:: Document segment ::
——

When Jesus heard it, He said, “This sickness will not end in death but is for the glory of God, so that the Son of God may be glorified through it.” Now Jesus loved Martha, her sister, and Lazarus. So when He heard that he was sick, He stayed two more days in the place where He was. John 11:4-6
Did you see that? When Jesus was called to heal his good friend, he didn’t rush to Lazarus’s side; instead, He stayed where He was for two more days. By the time Jesus arrived, Lazarus had been dead and in the tomb for four days. Surely if Jesus had shown up in a timely manner, Lazarus would have never died!
But, Jesus said, “This is for the glory of God.”
You see, God could have shown up in my marriage. He could have prevented my divorce. He could have heard my relentless pleas. But, He allowed my husband to exert free will.
What did Jesus do when Mary, Lazarus’s sister, came to Him and fell at His feet? Jesus wept (John 11:35). He experienced the emotions of the situation, the pain of losing a dear friend.
What did my Savior do when my marriage crumbled? He wept with me. He cried over the hurt, the pain, the devastation. He cried for the lives impacted by our divorce. He cried over the broken vows.
Then, as only Jesus could do, He called for the stone over Lazarus’ tomb to be removed. His sister, Martha, protested. “But, Lord, his body is decaying! He stinks! We can’t do that!”
When I filed for divorce, people around me began to pick up their stones and accuse me of breaking my covenant, of humiliating the name of Christ. I walked in shame and condemnation. I had a heavy burden of guilt. I felt as if there was an overwhelming stench that surrounded me.
As the people obeyed Jesus and removed the stone from Lazarus’s grave, Jesus gave the command.

——

:: Set of tasks ::
a. In the reflection on Lazarus, how long had Lazarus been in the tomb when Jesus arrived?
b. From the reflection on Lazarus, copy the passage starting with "You see, God" and going on through "a dear friend.".

——

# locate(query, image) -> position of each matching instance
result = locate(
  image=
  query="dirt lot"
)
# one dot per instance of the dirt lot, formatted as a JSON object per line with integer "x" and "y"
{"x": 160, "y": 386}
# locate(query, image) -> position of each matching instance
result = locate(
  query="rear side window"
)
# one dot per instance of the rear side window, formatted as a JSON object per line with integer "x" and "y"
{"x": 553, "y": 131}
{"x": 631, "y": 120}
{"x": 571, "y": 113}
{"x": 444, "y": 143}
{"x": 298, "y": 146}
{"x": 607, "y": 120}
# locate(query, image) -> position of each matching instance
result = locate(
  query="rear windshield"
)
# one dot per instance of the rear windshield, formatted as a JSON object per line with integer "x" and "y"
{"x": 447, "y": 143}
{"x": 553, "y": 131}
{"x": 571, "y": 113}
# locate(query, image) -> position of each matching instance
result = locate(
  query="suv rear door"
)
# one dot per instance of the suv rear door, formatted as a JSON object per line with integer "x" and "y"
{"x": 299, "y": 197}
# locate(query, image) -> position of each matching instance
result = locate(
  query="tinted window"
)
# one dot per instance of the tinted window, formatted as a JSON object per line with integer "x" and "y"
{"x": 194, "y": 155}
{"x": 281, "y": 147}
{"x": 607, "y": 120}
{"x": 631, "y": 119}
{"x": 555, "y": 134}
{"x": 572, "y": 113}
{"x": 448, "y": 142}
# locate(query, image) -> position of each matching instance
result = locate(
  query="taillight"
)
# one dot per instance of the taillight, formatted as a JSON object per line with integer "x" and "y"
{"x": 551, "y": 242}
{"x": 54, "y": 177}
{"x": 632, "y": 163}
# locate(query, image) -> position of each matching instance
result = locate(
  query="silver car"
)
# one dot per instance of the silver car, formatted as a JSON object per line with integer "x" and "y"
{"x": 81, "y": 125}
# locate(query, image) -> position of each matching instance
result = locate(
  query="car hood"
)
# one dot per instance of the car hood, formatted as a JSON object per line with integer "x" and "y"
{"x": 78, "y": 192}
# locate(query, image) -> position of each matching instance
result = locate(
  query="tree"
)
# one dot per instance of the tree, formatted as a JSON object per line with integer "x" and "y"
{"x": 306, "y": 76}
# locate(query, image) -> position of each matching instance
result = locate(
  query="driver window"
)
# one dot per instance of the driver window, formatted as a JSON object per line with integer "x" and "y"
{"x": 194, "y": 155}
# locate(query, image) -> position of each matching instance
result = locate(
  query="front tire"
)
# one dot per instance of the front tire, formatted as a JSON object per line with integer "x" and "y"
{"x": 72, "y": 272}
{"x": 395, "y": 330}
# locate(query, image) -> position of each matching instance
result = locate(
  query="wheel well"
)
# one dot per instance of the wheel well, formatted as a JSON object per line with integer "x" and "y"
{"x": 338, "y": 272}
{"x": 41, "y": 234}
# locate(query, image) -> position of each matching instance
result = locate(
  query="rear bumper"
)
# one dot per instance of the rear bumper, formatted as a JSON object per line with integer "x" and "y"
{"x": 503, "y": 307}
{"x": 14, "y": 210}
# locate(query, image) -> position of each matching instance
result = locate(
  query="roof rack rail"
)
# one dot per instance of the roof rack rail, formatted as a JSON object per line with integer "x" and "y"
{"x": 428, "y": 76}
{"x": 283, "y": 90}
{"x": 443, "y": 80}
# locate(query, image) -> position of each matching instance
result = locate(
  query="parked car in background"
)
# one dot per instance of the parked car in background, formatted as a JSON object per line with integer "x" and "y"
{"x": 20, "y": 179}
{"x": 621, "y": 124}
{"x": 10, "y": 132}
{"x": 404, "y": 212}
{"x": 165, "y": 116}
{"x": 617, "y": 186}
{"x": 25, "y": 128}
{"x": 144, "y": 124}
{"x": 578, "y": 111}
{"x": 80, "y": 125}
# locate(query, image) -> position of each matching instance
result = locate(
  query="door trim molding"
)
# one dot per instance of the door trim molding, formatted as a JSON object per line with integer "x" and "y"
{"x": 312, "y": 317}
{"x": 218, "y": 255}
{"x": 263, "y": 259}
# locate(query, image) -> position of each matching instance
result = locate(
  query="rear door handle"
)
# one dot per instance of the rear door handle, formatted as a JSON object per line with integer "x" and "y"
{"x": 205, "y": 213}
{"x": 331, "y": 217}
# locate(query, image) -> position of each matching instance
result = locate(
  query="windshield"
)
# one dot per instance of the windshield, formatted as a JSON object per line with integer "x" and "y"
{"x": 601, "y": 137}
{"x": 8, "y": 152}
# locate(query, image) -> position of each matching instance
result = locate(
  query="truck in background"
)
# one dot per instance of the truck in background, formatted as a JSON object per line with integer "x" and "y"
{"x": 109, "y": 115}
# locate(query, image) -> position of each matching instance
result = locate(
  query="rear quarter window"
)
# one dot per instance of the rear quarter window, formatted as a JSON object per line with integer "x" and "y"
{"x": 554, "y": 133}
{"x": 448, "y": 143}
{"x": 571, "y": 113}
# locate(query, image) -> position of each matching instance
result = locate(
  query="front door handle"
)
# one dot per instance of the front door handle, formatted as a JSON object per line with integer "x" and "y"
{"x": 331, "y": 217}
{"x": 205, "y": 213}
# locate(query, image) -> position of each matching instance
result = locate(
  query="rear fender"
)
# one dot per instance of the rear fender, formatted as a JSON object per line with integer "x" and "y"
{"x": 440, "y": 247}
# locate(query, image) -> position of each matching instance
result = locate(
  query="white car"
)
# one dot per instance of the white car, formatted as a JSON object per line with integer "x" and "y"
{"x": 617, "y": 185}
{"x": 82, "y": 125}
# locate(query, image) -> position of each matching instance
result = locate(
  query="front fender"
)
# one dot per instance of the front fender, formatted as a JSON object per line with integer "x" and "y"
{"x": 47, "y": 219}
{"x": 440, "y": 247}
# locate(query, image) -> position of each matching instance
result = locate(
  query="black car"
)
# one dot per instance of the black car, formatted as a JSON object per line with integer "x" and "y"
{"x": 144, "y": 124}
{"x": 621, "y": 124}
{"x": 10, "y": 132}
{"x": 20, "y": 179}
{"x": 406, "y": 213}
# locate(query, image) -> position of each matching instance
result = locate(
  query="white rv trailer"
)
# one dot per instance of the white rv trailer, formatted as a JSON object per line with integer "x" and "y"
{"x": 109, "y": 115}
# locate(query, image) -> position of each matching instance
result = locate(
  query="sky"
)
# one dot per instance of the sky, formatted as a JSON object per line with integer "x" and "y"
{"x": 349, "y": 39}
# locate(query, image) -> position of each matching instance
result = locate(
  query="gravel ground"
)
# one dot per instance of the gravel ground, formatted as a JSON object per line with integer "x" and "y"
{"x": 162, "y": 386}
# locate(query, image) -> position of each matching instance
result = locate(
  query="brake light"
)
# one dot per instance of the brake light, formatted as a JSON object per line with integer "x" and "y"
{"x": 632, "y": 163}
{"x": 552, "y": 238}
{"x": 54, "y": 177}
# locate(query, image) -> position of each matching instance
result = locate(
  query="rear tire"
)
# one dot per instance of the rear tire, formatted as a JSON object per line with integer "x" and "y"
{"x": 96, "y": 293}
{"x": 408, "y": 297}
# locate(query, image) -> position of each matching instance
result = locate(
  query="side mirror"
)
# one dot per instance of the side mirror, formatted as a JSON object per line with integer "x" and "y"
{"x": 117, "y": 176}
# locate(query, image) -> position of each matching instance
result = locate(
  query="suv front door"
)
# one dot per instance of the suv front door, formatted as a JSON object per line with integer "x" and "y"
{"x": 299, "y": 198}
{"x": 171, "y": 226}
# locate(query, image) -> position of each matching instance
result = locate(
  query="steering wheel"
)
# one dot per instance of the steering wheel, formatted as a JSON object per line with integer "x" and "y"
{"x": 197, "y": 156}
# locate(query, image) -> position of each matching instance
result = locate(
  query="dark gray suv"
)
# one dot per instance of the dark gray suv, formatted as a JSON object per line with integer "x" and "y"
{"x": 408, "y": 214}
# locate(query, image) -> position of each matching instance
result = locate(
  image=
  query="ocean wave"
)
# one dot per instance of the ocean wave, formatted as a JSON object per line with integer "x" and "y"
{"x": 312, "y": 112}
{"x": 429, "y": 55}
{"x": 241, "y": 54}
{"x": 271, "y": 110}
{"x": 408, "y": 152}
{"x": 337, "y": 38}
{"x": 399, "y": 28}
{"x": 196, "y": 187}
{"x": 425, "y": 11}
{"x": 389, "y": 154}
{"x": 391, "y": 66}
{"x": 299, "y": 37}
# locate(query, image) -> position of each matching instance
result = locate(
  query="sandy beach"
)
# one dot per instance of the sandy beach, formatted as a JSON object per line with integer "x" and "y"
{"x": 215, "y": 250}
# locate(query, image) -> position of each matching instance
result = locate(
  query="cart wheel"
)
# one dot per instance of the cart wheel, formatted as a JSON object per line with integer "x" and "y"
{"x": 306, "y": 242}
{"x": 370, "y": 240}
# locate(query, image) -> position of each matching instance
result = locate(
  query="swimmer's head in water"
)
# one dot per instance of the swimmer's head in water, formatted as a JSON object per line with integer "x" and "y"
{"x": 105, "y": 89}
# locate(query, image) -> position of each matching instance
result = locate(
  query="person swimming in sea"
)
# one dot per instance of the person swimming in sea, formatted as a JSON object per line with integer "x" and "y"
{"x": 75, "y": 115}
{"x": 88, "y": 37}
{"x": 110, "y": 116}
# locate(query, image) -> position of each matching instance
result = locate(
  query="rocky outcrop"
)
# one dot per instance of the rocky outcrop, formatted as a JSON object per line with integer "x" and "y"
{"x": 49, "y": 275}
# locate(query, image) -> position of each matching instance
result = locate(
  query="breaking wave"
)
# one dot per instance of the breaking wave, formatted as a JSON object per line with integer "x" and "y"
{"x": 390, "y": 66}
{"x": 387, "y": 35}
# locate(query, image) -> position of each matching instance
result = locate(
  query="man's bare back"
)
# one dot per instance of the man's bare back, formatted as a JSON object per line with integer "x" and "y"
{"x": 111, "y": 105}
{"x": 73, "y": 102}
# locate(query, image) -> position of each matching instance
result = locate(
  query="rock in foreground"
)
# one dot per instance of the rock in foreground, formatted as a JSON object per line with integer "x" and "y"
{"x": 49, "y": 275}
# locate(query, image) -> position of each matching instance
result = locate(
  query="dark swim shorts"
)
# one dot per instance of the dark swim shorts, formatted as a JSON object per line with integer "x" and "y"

——

:: List of answers ::
a. Four days.

b.
You see, God could have shown up in my marriage. He could have prevented my divorce. He could have heard my relentless pleas. But, He allowed my husband to exert free will.
What did Jesus do when Mary, Lazarus’s sister, came to Him and fell at His feet? Jesus wept (John 11:35). He experienced the emotions of the situation, the pain of losing a dear friend.